» **Problem to work on**
Copy out the article on Pakistan's madrasas, starting at the words "Facing up to" and stopping after "towards extremist teachings.", and rename every "Samad" to "Rahman".

» **Document section**
———

Responding to worries after the July 7 London bombings that some of the schools, known as madrasas, were militant recruiting grounds, President Pervez Musharraf announced a ban last week on foreign students coming to Pakistan for religious education.

Musharraf said an estimated 1,400 overseas students, mostly from Southeast Asia, Europe, North America and Africa, enrolled in Pakistani madrasas would be sent home.

Facing up to the stigma of becoming a deportee, British-born Samad derided the directive as a violation of human rights.

"I came here on a proper visa. But since they are sending us back forcibly, we will be treated like deportees," he told Reuters at Jamia Binoria, one of Karachi's largest madrasas.

"Given the mood back home, they will interrogate me. But I have nothing to hide. I am not a jihadi," says Samad, whose family settled in England after his grandfather left Bangladesh.

Revelations that one of the suspected London suicide bombers, Shehzad Tanweer, a Briton of Pakistani descent, had visited madrasas in Pakistan months before the attacks stoked alarm in the West that some schools were preaching hatred.

Musharraf says all madrasas should register by December as part of a plan to introduce a mainstream curriculum in the schools and to correct any leaning towards extremist teachings.

———

[Image segmentation items]
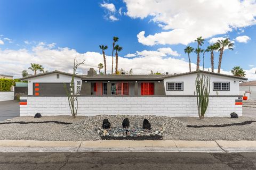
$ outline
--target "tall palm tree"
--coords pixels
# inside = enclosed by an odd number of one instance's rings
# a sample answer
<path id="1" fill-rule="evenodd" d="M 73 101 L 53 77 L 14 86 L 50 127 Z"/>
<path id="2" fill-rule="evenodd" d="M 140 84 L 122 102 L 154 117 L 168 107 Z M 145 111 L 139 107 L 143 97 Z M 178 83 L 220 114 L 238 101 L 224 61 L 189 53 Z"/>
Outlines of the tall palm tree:
<path id="1" fill-rule="evenodd" d="M 205 39 L 203 39 L 202 36 L 198 37 L 195 40 L 195 41 L 197 42 L 197 48 L 199 48 L 200 46 L 204 44 Z M 200 64 L 200 53 L 198 53 L 197 54 L 197 60 L 196 61 L 196 71 L 199 70 L 199 66 Z"/>
<path id="2" fill-rule="evenodd" d="M 116 74 L 117 74 L 117 69 L 118 65 L 118 54 L 117 52 L 119 52 L 123 49 L 123 47 L 116 45 L 115 46 L 115 50 L 116 50 Z"/>
<path id="3" fill-rule="evenodd" d="M 112 49 L 112 70 L 111 74 L 113 74 L 113 65 L 114 65 L 114 50 L 115 49 L 115 44 L 118 41 L 119 38 L 117 37 L 113 37 L 113 49 Z"/>
<path id="4" fill-rule="evenodd" d="M 219 65 L 218 66 L 218 73 L 220 72 L 220 68 L 221 66 L 221 61 L 222 60 L 223 52 L 226 47 L 228 49 L 233 50 L 234 43 L 231 43 L 229 39 L 226 38 L 225 40 L 218 40 L 216 44 L 218 45 L 220 55 L 219 56 Z"/>
<path id="5" fill-rule="evenodd" d="M 43 65 L 36 63 L 30 63 L 31 66 L 28 67 L 28 69 L 30 69 L 34 72 L 34 74 L 36 75 L 36 72 L 39 70 L 40 72 L 44 71 L 44 68 L 43 67 Z"/>
<path id="6" fill-rule="evenodd" d="M 194 52 L 197 54 L 197 57 L 200 55 L 200 53 L 202 53 L 204 52 L 204 50 L 202 49 L 201 48 L 198 47 L 195 49 Z M 199 70 L 199 62 L 200 62 L 200 60 L 198 62 L 198 58 L 197 58 L 197 62 L 196 63 L 196 71 Z"/>
<path id="7" fill-rule="evenodd" d="M 100 48 L 102 50 L 103 60 L 104 60 L 104 74 L 107 74 L 107 64 L 106 63 L 105 50 L 108 49 L 107 46 L 100 45 Z"/>
<path id="8" fill-rule="evenodd" d="M 100 74 L 100 70 L 102 69 L 104 66 L 102 63 L 99 63 L 98 65 L 98 69 L 99 69 L 99 74 Z"/>
<path id="9" fill-rule="evenodd" d="M 212 65 L 212 72 L 213 73 L 214 72 L 214 56 L 213 54 L 213 51 L 217 50 L 218 49 L 218 45 L 217 44 L 214 44 L 207 47 L 207 48 L 205 50 L 206 52 L 211 52 L 211 64 Z"/>
<path id="10" fill-rule="evenodd" d="M 231 70 L 231 72 L 235 76 L 245 76 L 245 71 L 239 66 L 234 67 L 233 69 Z"/>
<path id="11" fill-rule="evenodd" d="M 188 55 L 188 61 L 189 61 L 189 72 L 191 72 L 191 61 L 190 61 L 190 57 L 189 56 L 189 54 L 194 52 L 194 48 L 191 46 L 188 46 L 184 49 L 184 52 L 185 53 L 187 53 Z"/>

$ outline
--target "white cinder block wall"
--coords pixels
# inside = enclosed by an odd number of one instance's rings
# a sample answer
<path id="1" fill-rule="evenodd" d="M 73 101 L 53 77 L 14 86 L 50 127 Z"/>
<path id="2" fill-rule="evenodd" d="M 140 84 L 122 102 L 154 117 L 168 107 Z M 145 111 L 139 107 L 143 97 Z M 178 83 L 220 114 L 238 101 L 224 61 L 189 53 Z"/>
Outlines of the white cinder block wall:
<path id="1" fill-rule="evenodd" d="M 0 101 L 14 99 L 14 91 L 0 91 Z"/>
<path id="2" fill-rule="evenodd" d="M 205 116 L 230 116 L 232 112 L 242 116 L 242 105 L 236 105 L 238 97 L 210 97 Z M 21 96 L 20 115 L 71 115 L 66 96 Z M 156 115 L 197 117 L 195 96 L 79 96 L 78 116 L 99 114 Z"/>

———

» **The reply**
Facing up to the stigma of becoming a deportee, British-born Rahman derided the directive as a violation of human rights.

"I came here on a proper visa. But since they are sending us back forcibly, we will be treated like deportees," he told Reuters at Jamia Binoria, one of Karachi's largest madrasas.

"Given the mood back home, they will interrogate me. But I have nothing to hide. I am not a jihadi," says Rahman, whose family settled in England after his grandfather left Bangladesh.

Revelations that one of the suspected London suicide bombers, Shehzad Tanweer, a Briton of Pakistani descent, had visited madrasas in Pakistan months before the attacks stoked alarm in the West that some schools were preaching hatred.

Musharraf says all madrasas should register by December as part of a plan to introduce a mainstream curriculum in the schools and to correct any leaning towards extremist teachings.